___ TEXTO PROPORCIONADO
El cardenal Manning anotaba en su Diario, sin excluir ni aun a los comprometidos en el sacerdocio: «No respondemos más que a una veintena de las gracias que nos llegan por centenares; o bien no contamos más que una veintena y no respondemos más que a una».
Aun cuando uno se haya entregado a Dios, prometiendo tender a la perfección en la vida religiosa ¡cuánta merma a veces!
En un retiro predicado, hace algunos años, a religiosos de su Orden, les decía un piadoso Dominico, que un alma que había alcanzado altísimos estados de unión, había oído a Nuestro Señor quejársele y decirle: «¡Ah! Si de cada cien sacerdotes, uno sólo se diera por completo a Mí; si de cada treinta religiosos uno sólo se diera por completo a mi servicio, ¡cuánto bien haría Yo en el mundo»! (9).
Dejamos a ese predicador la responsabilidad de su afirmación y la
justa apreciación de sus fuentes. Pero si la frase es cierta ¡cómo nos lleva a
la reflexión! ¡De cada treinta, uno, de cada cien, uno! Y parece decir el
Señor que no los consigue.
______
___ DATOS PROPORCIONADOS
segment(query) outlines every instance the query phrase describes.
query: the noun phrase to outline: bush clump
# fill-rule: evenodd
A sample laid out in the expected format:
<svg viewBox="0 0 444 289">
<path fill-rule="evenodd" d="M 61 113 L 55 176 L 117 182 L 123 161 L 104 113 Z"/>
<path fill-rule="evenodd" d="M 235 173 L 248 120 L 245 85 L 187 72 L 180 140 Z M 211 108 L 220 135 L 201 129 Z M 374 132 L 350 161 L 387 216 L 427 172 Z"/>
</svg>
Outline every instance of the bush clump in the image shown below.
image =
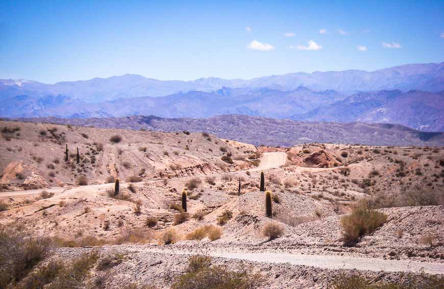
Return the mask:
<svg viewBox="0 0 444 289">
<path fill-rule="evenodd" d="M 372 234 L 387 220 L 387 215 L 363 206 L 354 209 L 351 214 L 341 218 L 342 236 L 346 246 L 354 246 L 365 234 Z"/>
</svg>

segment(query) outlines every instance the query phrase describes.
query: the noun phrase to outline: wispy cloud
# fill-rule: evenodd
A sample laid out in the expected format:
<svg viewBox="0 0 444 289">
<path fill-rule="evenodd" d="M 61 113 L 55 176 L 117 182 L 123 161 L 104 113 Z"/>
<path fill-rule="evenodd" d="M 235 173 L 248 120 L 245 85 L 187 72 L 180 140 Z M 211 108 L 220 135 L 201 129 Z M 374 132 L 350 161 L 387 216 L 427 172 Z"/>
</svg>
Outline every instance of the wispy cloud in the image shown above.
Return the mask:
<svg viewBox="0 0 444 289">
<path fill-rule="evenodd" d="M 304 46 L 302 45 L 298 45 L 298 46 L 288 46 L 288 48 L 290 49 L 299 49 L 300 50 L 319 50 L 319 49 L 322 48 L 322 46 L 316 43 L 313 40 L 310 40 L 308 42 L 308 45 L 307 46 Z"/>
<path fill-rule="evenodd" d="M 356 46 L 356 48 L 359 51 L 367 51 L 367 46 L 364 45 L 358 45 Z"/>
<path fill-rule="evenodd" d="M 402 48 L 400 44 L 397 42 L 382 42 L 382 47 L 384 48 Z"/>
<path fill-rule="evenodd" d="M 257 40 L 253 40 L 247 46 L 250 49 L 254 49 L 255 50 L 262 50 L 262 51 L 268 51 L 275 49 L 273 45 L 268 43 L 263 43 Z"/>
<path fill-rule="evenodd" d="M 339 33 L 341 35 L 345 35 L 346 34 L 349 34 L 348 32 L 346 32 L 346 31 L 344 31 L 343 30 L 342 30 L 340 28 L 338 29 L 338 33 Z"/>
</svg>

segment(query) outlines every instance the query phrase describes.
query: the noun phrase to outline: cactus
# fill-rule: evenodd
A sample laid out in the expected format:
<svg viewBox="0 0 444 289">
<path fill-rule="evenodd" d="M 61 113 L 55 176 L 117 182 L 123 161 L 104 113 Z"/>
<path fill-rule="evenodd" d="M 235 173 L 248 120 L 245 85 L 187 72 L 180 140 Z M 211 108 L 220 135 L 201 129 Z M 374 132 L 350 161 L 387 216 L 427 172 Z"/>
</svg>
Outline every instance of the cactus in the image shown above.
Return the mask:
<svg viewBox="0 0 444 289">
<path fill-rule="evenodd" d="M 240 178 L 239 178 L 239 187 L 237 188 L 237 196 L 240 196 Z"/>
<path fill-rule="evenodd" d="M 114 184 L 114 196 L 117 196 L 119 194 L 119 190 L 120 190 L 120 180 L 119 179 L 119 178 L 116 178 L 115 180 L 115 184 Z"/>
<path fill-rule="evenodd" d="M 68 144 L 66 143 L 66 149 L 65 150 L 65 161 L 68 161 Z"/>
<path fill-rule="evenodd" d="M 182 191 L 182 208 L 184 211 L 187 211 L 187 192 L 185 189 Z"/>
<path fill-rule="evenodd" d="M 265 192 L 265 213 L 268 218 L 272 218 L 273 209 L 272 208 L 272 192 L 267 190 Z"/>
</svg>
______
___ DATOS PROPORCIONADOS
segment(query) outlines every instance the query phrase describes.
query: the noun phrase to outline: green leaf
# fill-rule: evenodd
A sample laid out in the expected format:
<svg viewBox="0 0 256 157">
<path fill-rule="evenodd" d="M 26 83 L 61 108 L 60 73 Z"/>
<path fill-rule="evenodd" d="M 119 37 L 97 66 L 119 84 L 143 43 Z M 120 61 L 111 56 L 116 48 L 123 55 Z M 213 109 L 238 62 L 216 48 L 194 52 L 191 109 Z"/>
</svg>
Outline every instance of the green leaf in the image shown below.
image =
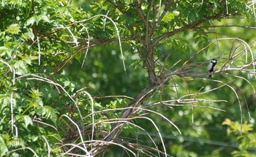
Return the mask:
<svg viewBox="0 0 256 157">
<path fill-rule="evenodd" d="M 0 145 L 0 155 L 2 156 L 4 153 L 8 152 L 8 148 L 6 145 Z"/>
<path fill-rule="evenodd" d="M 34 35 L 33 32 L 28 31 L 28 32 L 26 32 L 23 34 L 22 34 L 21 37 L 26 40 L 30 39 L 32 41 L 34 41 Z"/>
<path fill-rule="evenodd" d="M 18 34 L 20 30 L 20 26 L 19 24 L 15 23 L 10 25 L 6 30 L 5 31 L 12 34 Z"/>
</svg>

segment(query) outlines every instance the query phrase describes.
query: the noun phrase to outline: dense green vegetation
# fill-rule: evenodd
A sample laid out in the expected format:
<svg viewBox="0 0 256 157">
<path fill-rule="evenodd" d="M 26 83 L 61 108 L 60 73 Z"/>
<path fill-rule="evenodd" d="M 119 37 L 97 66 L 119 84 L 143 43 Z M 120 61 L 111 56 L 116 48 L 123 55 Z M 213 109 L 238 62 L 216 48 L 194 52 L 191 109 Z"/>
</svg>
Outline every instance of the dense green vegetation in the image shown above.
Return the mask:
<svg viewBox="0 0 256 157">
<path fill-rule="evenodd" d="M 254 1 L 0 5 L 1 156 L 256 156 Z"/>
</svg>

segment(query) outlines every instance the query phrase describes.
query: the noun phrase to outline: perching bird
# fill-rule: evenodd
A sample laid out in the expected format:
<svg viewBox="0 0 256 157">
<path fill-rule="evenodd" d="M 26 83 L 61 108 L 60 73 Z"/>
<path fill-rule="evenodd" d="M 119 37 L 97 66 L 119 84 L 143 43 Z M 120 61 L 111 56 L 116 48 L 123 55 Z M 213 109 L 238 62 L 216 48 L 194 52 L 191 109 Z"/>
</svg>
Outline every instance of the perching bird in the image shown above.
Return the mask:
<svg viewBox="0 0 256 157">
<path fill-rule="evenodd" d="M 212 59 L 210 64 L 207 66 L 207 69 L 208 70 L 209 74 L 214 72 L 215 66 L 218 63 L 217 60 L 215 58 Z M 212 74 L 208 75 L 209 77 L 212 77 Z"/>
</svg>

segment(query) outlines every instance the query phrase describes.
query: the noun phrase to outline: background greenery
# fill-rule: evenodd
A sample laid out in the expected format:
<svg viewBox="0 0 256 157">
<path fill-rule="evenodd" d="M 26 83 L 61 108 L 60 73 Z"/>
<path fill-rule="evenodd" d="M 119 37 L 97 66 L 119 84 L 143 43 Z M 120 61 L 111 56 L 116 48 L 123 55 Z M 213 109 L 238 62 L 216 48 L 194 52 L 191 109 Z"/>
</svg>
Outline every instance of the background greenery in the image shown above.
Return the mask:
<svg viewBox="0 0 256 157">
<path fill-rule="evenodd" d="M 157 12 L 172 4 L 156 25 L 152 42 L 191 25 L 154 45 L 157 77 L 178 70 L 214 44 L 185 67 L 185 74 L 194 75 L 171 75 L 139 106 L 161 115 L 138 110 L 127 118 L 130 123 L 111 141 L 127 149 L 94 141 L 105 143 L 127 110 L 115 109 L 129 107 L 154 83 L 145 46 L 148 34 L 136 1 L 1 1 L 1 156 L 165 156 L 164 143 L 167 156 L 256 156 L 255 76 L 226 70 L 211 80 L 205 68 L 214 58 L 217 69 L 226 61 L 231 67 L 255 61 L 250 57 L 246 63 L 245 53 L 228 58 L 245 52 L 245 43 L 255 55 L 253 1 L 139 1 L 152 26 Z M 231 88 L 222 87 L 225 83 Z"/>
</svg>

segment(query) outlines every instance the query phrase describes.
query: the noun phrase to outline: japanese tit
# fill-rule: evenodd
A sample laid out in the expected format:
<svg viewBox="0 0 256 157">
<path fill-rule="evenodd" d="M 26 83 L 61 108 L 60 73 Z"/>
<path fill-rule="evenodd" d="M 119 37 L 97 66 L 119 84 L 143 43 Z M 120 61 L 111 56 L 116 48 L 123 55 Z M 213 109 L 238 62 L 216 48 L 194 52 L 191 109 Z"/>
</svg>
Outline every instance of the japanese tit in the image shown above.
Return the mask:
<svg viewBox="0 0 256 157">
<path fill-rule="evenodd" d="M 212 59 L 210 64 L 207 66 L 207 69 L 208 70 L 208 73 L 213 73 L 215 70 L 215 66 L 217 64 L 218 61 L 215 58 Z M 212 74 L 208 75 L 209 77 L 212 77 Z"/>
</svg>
______
**DESAFÍO:** Según el texto proporcionado, ¿en qué lugar anotaba el cardenal Manning su observación sobre las gracias, y a cuántas de ellas decía que respondemos?

**RESULTADO DEL EJERCICIO:** La anotaba en su Diario, y decía que no respondemos más que a una veintena de las gracias que nos llegan por centenares.